Copy the following lines word for word, without any changes.

(Pointing dataset excerpts)
--*--

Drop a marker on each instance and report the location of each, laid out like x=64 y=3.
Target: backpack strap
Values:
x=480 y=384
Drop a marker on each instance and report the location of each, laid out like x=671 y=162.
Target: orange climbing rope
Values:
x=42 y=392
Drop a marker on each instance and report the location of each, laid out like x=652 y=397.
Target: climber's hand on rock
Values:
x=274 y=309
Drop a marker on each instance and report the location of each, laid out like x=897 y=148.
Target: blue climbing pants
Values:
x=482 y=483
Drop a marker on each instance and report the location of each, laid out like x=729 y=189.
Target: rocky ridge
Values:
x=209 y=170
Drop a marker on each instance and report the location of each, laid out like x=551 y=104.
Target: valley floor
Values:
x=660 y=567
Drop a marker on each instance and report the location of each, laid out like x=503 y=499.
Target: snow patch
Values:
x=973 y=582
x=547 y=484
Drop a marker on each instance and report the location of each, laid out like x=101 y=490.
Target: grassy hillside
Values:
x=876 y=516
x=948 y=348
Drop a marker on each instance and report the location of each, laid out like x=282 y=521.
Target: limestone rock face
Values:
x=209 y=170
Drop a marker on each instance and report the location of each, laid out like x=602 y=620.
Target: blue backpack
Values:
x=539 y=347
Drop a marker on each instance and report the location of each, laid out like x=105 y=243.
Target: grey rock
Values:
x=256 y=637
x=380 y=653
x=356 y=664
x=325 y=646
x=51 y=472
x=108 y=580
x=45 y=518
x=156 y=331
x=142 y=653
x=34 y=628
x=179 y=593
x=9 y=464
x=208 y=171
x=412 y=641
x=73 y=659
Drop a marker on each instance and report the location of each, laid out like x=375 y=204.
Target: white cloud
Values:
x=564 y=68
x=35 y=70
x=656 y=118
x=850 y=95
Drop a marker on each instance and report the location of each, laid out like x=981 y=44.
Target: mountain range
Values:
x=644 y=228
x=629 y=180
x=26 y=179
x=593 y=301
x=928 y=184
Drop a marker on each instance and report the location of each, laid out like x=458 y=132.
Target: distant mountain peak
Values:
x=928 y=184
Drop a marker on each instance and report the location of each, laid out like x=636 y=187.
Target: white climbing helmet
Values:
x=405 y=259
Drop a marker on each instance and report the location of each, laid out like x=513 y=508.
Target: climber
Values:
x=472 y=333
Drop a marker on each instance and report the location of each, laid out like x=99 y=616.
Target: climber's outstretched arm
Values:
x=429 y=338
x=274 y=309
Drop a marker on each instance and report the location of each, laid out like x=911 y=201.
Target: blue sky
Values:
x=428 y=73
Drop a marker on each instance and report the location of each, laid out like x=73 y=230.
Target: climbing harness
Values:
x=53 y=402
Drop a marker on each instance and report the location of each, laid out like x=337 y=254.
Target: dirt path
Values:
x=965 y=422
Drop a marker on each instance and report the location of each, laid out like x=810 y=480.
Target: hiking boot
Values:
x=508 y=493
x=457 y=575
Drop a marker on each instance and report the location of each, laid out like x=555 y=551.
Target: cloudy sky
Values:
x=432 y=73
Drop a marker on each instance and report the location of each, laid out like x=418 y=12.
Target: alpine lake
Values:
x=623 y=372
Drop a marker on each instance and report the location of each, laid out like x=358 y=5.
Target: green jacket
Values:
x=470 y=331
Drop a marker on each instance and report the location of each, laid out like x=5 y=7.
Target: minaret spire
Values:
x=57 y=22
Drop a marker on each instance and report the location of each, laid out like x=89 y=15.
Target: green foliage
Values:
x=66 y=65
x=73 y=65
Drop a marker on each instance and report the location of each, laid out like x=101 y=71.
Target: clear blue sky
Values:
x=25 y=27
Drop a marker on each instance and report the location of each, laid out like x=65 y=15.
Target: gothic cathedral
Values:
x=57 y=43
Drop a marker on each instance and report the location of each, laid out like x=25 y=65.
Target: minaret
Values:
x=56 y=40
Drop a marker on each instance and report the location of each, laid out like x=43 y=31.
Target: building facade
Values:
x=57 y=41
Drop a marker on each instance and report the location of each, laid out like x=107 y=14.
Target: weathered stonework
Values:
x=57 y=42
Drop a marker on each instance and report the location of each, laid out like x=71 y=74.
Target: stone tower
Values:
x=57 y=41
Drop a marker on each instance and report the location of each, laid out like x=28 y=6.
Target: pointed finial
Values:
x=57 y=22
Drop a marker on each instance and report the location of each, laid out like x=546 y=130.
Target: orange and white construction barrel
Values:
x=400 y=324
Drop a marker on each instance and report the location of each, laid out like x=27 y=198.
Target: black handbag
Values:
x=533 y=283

--*--

Reply to the task »
Drop a marker on each instance and report the location of each, laid out like x=64 y=3.
Target: backpack strap
Values:
x=480 y=384
Drop a marker on each instance and report the location of each, laid out like x=671 y=162.
Target: orange climbing rope
Values:
x=42 y=392
Drop a marker on each instance and report the location of each, laid out like x=652 y=397.
Target: climber's hand on rock
Values:
x=274 y=309
Drop a marker on each instance and report the location of each, laid out like x=897 y=148.
Target: blue climbing pants
Values:
x=482 y=483
Drop a marker on each instance and report the location of each, laid out like x=729 y=189.
Target: rocky ridge
Values:
x=209 y=170
Drop a marker on each instance and report the location of each, laid out like x=551 y=104.
Target: valley floor
Values:
x=660 y=567
Drop a marker on each instance and report the location of each, laid out like x=503 y=499.
Target: snow patch
Values:
x=973 y=582
x=547 y=484
Drop a marker on each instance and report the location of each, laid out like x=101 y=490.
Target: grassy hillside
Values:
x=876 y=516
x=948 y=348
Drop a marker on each instance and report the location of each, laid out like x=282 y=521.
Target: limestone rock face
Values:
x=209 y=170
Drop a marker on each instance and report the location of each, laid out like x=602 y=620.
Target: blue backpack
Values:
x=539 y=347
Drop a marker on each instance and report the location of each, laid out like x=105 y=243.
Target: grey rock
Values:
x=256 y=637
x=380 y=653
x=356 y=664
x=325 y=646
x=51 y=472
x=108 y=580
x=45 y=518
x=156 y=331
x=142 y=653
x=34 y=628
x=179 y=593
x=9 y=464
x=208 y=171
x=412 y=641
x=73 y=659
Drop a marker on each instance and report the location of each, laid out like x=375 y=204.
Target: white cloud
Values:
x=564 y=68
x=35 y=70
x=656 y=118
x=850 y=95
Drop a marker on each instance and report the location of each, laid out like x=981 y=44.
Target: mountain range
Values:
x=644 y=228
x=629 y=180
x=26 y=179
x=593 y=301
x=928 y=184
Drop a marker on each instance and report the location of each, laid out like x=458 y=132.
Target: distant mountain peak
Values:
x=928 y=184
Drop a marker on each instance and report the location of each, laid out like x=636 y=187.
Target: white climbing helmet
Values:
x=405 y=259
Drop a marker on each instance and report the location of each, laid out like x=513 y=508.
Target: climber
Values:
x=472 y=333
Drop a marker on each instance and report the location of each, laid out like x=99 y=616.
Target: climber's outstretched arm
Values:
x=429 y=338
x=274 y=309
Drop a marker on each instance and report the location of each, laid out like x=911 y=201.
Target: blue sky
Values:
x=428 y=73
Drop a marker on each instance and report the location of each, laid out like x=73 y=230.
Target: climbing harness
Values:
x=53 y=402
Drop a marker on each instance and report the location of each, laid out like x=337 y=254.
Target: dirt path
Values:
x=965 y=422
Drop a marker on each instance and report the location of each, laid out like x=810 y=480.
Target: hiking boot
Values:
x=508 y=493
x=457 y=575
Drop a marker on each instance and report the location of each, laid out like x=555 y=551.
Target: cloudy sky
Values:
x=432 y=73
Drop a marker on each instance and report the location of each, laid out like x=418 y=12.
Target: alpine lake
Values:
x=623 y=372
Drop a marker on each instance and report the location of each, laid out like x=358 y=5.
Target: green jacket
Values:
x=470 y=331
Drop a marker on each instance and report the location of each, laid out like x=5 y=7.
Target: minaret spire
Values:
x=57 y=22
Drop a marker on each instance and report the location of each, laid out like x=89 y=15.
Target: green foliage
Values:
x=66 y=65
x=73 y=65
Drop a marker on each instance and report the location of each, laid out like x=101 y=71.
Target: clear blue sky
Values:
x=25 y=27
Drop a marker on each instance and report the location of each, laid out like x=65 y=15.
Target: gothic cathedral
Values:
x=57 y=43
Drop a marker on each instance and report the location of each, laid out like x=25 y=65.
Target: minaret
Values:
x=56 y=40
Drop a marker on each instance and report the location of each, laid out like x=43 y=31.
Target: building facade
Values:
x=57 y=41
Drop a marker on each instance and report the location of each, laid out like x=107 y=14.
Target: weathered stonework
Values:
x=57 y=42
Drop a marker on each instance and report the location of each, laid out like x=71 y=74.
Target: stone tower
Values:
x=57 y=41
Drop a marker on each instance and report the location of each, laid out like x=28 y=6.
Target: pointed finial
Values:
x=57 y=22
Drop a marker on each instance and report the location of each, laid out like x=546 y=130.
Target: orange and white construction barrel
Values:
x=400 y=324
Drop a marker on each instance and report the location of each, laid out like x=27 y=198.
Target: black handbag
Values:
x=533 y=283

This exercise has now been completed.